• _Your instructions_
Pull out the stretch of rows from the line containing "Is there any white column" through the last row, and copy each line word for word.

• _Stored data_
╭──
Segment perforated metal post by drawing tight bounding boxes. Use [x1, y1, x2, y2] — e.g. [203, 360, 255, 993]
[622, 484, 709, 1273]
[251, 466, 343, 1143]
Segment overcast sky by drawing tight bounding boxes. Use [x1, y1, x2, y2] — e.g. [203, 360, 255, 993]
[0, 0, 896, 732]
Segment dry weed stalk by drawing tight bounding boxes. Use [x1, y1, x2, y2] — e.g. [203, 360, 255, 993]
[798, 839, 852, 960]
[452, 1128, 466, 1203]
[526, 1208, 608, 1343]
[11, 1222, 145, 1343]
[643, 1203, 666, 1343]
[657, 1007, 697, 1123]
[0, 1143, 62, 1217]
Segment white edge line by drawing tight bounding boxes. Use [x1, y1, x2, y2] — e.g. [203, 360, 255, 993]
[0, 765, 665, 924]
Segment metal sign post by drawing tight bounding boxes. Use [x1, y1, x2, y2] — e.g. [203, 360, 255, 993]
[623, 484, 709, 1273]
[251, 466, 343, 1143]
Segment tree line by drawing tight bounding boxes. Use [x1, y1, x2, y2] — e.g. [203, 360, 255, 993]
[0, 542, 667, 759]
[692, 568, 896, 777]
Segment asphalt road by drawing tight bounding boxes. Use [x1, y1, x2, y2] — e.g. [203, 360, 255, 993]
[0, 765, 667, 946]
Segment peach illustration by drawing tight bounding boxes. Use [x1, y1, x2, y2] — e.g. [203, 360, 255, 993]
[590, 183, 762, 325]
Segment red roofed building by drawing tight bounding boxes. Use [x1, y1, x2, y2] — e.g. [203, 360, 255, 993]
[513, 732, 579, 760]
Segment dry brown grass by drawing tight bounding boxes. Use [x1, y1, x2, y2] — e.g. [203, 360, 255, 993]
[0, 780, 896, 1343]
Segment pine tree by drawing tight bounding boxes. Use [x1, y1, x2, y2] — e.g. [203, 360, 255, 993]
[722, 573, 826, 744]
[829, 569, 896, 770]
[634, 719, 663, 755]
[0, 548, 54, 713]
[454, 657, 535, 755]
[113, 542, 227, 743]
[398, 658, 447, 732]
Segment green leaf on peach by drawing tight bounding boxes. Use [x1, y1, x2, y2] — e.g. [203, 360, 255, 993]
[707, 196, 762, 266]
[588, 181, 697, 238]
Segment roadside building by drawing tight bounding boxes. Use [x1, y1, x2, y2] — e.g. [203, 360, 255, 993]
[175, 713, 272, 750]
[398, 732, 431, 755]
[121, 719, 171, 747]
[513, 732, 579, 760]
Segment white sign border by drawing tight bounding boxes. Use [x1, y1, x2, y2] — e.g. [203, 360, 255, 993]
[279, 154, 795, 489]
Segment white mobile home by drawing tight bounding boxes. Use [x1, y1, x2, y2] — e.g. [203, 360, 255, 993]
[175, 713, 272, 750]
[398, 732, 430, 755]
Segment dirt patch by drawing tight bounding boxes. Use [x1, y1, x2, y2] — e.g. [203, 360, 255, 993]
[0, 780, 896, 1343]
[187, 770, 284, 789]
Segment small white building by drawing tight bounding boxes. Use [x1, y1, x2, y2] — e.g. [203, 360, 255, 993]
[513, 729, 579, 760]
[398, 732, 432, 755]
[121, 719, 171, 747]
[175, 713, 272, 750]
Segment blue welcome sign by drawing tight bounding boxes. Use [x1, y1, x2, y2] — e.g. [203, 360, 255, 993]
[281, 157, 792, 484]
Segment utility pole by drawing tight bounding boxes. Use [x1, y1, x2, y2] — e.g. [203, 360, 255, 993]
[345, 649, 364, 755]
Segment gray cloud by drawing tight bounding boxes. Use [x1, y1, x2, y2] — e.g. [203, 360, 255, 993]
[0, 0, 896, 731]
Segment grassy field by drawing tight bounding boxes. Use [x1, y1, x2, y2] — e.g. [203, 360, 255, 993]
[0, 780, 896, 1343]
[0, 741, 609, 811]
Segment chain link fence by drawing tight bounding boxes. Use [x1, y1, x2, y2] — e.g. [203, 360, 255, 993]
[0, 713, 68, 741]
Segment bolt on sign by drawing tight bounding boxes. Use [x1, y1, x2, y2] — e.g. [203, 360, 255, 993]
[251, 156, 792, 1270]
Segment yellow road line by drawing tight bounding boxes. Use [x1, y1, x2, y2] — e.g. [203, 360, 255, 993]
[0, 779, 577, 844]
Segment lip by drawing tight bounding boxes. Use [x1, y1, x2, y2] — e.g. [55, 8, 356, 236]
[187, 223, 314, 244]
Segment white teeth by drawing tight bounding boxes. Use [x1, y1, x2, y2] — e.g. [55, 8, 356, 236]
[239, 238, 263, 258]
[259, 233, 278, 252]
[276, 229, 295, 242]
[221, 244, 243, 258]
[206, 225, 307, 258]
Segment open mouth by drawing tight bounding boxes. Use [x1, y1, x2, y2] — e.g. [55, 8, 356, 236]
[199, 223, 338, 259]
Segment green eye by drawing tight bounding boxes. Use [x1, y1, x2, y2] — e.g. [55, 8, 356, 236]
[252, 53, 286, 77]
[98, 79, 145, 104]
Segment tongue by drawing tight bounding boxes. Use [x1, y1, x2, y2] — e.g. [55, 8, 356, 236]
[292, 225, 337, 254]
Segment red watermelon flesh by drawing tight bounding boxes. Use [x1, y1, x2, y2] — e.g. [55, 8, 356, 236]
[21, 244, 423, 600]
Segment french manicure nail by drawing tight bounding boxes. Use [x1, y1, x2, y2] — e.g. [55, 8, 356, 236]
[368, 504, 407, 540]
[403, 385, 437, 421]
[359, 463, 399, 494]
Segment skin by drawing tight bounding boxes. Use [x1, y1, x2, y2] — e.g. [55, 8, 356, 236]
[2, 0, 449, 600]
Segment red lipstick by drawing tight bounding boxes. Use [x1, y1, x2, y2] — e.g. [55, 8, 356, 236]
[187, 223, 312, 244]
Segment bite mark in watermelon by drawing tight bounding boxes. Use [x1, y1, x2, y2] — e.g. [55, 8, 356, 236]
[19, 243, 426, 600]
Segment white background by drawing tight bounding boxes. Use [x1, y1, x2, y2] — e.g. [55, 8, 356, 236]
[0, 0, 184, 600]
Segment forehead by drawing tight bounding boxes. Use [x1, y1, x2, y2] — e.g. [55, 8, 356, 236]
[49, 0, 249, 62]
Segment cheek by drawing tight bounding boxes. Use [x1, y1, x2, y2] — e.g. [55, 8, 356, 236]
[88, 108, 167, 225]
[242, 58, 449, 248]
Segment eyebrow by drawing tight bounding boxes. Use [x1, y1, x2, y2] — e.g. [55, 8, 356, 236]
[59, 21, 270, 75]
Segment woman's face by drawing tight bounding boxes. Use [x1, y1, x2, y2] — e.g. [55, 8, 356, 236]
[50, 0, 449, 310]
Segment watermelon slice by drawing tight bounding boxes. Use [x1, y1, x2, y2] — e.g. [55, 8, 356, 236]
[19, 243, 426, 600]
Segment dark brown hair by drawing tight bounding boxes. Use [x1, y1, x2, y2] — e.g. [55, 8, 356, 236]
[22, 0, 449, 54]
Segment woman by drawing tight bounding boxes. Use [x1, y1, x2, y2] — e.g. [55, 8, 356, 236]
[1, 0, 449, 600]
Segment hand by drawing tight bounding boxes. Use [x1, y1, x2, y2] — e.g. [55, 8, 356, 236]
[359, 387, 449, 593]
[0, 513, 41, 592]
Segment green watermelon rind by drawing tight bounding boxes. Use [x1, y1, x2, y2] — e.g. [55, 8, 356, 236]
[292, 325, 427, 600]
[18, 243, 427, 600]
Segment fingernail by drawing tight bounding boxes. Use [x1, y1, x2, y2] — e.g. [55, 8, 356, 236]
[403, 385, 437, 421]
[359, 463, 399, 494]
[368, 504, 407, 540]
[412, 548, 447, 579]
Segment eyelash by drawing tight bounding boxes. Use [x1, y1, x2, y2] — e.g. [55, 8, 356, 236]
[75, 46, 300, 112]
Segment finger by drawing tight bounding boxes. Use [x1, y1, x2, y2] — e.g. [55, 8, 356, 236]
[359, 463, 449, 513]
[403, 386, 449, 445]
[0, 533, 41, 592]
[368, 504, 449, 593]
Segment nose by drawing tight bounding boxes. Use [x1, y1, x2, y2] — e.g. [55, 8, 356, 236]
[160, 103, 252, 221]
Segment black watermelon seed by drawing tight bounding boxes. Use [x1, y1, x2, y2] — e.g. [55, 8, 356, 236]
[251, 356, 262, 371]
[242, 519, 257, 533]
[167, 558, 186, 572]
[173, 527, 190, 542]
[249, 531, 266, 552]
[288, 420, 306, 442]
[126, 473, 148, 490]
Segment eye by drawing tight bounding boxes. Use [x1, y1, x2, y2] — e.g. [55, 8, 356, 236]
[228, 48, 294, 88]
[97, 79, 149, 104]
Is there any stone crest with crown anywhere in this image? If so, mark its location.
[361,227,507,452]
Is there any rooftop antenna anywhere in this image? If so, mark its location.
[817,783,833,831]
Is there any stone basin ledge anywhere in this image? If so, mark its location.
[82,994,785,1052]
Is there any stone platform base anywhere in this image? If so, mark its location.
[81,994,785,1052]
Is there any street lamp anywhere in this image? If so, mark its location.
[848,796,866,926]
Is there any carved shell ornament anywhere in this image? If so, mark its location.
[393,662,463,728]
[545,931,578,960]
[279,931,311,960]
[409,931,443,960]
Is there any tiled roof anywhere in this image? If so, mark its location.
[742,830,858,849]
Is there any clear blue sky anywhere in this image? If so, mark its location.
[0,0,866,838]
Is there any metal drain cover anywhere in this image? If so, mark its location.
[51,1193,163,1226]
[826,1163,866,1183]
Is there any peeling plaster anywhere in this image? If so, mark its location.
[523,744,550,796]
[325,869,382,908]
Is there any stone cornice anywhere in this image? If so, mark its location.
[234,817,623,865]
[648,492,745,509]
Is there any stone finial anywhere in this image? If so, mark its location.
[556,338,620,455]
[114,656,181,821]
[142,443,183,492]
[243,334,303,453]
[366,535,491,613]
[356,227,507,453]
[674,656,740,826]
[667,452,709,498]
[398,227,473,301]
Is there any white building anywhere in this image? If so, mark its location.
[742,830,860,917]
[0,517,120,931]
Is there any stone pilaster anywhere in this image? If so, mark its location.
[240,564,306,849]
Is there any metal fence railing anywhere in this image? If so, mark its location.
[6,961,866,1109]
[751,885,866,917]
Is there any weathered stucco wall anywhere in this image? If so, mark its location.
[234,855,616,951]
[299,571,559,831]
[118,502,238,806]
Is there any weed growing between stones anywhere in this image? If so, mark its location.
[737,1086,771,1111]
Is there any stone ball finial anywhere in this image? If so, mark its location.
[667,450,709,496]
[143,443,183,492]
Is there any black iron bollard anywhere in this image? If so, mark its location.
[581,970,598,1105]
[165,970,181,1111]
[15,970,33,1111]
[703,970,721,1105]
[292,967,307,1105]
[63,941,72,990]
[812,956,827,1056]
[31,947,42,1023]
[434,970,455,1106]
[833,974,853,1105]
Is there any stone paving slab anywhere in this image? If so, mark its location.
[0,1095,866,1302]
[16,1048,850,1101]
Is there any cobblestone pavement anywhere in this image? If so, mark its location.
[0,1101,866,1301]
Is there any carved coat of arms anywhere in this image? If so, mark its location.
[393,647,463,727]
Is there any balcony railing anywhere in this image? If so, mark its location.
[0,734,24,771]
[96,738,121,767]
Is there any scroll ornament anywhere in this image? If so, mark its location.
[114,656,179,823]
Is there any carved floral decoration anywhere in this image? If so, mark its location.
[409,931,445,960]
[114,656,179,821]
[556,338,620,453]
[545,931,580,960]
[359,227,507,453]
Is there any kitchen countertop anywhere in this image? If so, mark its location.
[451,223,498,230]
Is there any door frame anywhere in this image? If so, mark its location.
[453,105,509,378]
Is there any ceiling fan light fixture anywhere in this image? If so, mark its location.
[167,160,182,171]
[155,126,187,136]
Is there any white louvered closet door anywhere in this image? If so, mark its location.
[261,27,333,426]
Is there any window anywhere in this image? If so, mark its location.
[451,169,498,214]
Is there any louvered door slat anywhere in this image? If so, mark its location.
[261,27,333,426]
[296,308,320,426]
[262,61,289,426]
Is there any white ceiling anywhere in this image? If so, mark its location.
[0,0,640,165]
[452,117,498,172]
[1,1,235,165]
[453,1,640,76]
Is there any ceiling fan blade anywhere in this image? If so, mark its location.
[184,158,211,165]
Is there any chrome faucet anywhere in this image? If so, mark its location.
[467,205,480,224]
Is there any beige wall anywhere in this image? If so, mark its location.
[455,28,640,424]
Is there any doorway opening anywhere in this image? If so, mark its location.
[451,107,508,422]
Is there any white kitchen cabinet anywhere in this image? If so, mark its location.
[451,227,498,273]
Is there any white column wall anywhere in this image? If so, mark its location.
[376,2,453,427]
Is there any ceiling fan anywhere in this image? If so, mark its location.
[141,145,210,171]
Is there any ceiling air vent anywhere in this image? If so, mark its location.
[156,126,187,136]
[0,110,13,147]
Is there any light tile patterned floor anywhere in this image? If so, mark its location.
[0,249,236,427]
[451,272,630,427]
╰──
• _Solution to the problem_
Is there any white column wall anywhere in this image? If so, mark its location.
[376,2,453,427]
Is there any ceiling fan anywhere in this image? If so, mark its location.
[141,145,210,171]
Is there any ceiling air vent anywhere in this image? If so, mark its location.
[156,126,187,136]
[0,110,13,147]
Is there any light tile patterned floor anywhere in this image? If so, mark its location.
[0,249,236,427]
[451,272,630,427]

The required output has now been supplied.